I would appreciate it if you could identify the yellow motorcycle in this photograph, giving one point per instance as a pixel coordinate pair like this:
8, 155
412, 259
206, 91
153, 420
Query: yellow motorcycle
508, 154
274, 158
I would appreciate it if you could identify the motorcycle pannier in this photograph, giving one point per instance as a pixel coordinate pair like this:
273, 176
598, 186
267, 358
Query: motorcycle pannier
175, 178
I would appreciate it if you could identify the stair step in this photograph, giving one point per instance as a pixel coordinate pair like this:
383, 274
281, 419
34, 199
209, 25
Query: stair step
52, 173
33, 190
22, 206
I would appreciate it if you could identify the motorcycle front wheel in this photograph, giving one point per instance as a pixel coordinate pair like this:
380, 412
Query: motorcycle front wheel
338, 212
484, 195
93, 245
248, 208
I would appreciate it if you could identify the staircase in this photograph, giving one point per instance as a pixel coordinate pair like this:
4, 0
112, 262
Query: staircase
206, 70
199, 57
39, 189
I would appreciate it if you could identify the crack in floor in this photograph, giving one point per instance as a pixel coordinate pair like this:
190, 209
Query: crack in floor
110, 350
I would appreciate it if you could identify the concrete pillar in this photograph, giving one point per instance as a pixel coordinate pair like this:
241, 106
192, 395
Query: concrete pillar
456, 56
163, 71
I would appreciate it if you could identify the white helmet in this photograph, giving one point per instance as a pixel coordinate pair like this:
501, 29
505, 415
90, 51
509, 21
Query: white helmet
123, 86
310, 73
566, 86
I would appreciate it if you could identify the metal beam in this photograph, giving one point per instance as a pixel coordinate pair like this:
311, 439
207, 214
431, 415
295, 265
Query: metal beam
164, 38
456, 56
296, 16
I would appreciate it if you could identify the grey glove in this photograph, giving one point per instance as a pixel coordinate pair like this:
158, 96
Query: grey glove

◆ TASK TO COMPLETE: Output the entire listing exactly as it appears above.

◆ RESULT:
I would appreciate it if you could identify the yellow motorcycle in this photograph, giving one point per instance as a pixel coordinate pair like this:
8, 155
412, 259
206, 91
153, 420
Query: yellow motorcycle
508, 154
274, 158
I would appreciate it if you could identify the motorcycle pannier in this photograph, giving one point per instance as a pixel coordinate pair like this:
273, 176
598, 186
267, 358
Query: motorcycle pannier
175, 178
I would appreciate it if you could identify the stair step in this photograph, giving one point per instance as a pixel coordinate pair like this:
383, 274
281, 419
34, 199
209, 25
Query: stair step
52, 173
33, 190
22, 206
I would appreciate it if you could identify the motorcycle front wheel in this photograph, giving one point per instance as a pixel coordinate pair like this:
380, 412
Query: motorcycle front wheel
338, 212
484, 195
93, 245
248, 208
I would appreciate it if you could identify the staircase in this photograph, giving one point per instance as a pixel coordinate pair like this:
4, 0
112, 262
Query: staircase
206, 70
199, 57
39, 189
I would appreciate it if you could identify the crack in floor in this photograph, giving one point per instance as a pixel coordinate pair like this:
190, 209
Query: crack in floor
110, 350
I would appreciate it if you could identify the concrete pillar in this photograph, giving one point per instance as a pixel coordinate pair like this:
241, 106
192, 395
Query: concrete pillar
456, 56
163, 71
I would appreciate it if you could identify the white helmet in this photograph, giving one point per instance as a pixel coordinate pair like this:
501, 29
505, 415
90, 51
509, 21
Query: white helmet
123, 86
310, 73
566, 86
I would appreciate it if you could identify the metal beam in this photograph, giving one point per instance as a pixel coordinate pair like this:
311, 439
207, 214
431, 415
295, 265
Query: metal beam
164, 38
456, 56
296, 16
I would appreciate it if you could identify the grey glove in this photograph, giving one point per instance as a pixel coordinate pair like this:
158, 96
Query: grey glove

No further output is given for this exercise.